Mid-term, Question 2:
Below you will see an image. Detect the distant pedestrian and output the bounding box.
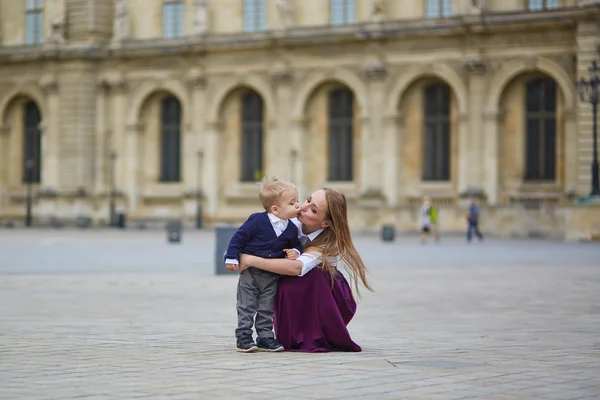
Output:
[467,199,483,243]
[421,197,439,244]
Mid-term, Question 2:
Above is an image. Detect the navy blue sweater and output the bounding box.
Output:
[224,212,302,261]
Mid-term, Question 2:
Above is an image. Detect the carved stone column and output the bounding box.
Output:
[563,109,580,192]
[182,69,207,199]
[94,80,111,195]
[108,76,128,191]
[360,58,387,194]
[458,113,476,193]
[480,110,502,205]
[124,124,143,214]
[0,124,10,215]
[40,76,60,191]
[202,121,224,215]
[287,118,310,199]
[266,65,300,183]
[459,59,488,192]
[384,114,404,207]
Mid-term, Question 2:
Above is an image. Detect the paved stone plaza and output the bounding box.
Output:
[0,229,600,400]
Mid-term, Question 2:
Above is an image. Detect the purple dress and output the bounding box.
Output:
[273,268,361,353]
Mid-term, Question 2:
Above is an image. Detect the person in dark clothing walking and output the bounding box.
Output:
[467,199,483,243]
[224,178,302,353]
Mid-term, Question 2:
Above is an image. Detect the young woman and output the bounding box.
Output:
[240,188,372,352]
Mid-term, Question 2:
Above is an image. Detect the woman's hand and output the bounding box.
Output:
[238,254,258,274]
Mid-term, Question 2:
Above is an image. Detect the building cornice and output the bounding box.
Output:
[0,7,600,64]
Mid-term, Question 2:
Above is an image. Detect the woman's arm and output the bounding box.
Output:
[240,254,302,276]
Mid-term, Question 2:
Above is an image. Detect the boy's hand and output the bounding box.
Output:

Exercise aim – Turn every line of the entries above into a JSON list of strings, one string per line, with blank lines and the picture left out.

Finished exercise –
[
  "Mid-term, Question 2:",
  "Below you will see an image. Detect the distant pedestrian and output the bounding box.",
  "Output:",
  "[467,199,483,243]",
  "[421,197,439,244]",
  "Mid-term, Question 2:",
  "Above is an image. Detect the navy blue sweater and output the bounding box.",
  "Output:",
  "[224,212,302,261]",
  "Mid-term, Question 2:",
  "Above is an image. Detect the carved stone column and output the bounding box.",
  "Output:",
  "[563,109,580,192]",
  "[182,69,207,199]",
  "[94,80,111,195]",
  "[108,76,128,191]",
  "[360,58,387,194]",
  "[458,113,476,193]",
  "[480,110,502,205]",
  "[124,124,143,214]",
  "[0,124,10,215]",
  "[40,76,60,191]",
  "[202,121,224,215]",
  "[287,118,310,199]",
  "[266,65,300,183]",
  "[459,59,488,192]",
  "[384,114,404,207]",
  "Mid-term, Question 2:",
  "Above is an image. Detect the paved stone plaza and output the bounding box.",
  "Output:",
  "[0,229,600,400]",
  "Mid-term, Question 2:",
  "Above is an image. Detect the purple dress and output the bounding box.",
  "Output:",
  "[273,268,361,353]",
  "Mid-term, Question 2:",
  "Above is an image. Detect the person in dark clothing walking and output the bounding box.",
  "Output:",
  "[467,199,483,243]",
  "[224,178,302,353]",
  "Mid-term, Question 2:",
  "Above is an image. Detect the young woman and output the bounding box.",
  "Output:",
  "[240,188,372,352]",
  "Mid-term, Question 2:",
  "Above is an image. Detect the woman's hand and output the bounding box.",
  "Output:",
  "[238,254,258,274]",
  "Mid-term, Question 2:",
  "Above is an image. Detect the building cornice and output the bounding box.",
  "Output:",
  "[0,7,600,64]",
  "Mid-term, Question 2:",
  "Above is an image. Detect the woman's arm and output the bounding box.",
  "Output:",
  "[240,254,302,276]",
  "Mid-term, Question 2:",
  "Above is an image. Detect the boy's hand and output the bounding box.",
  "Output:"
]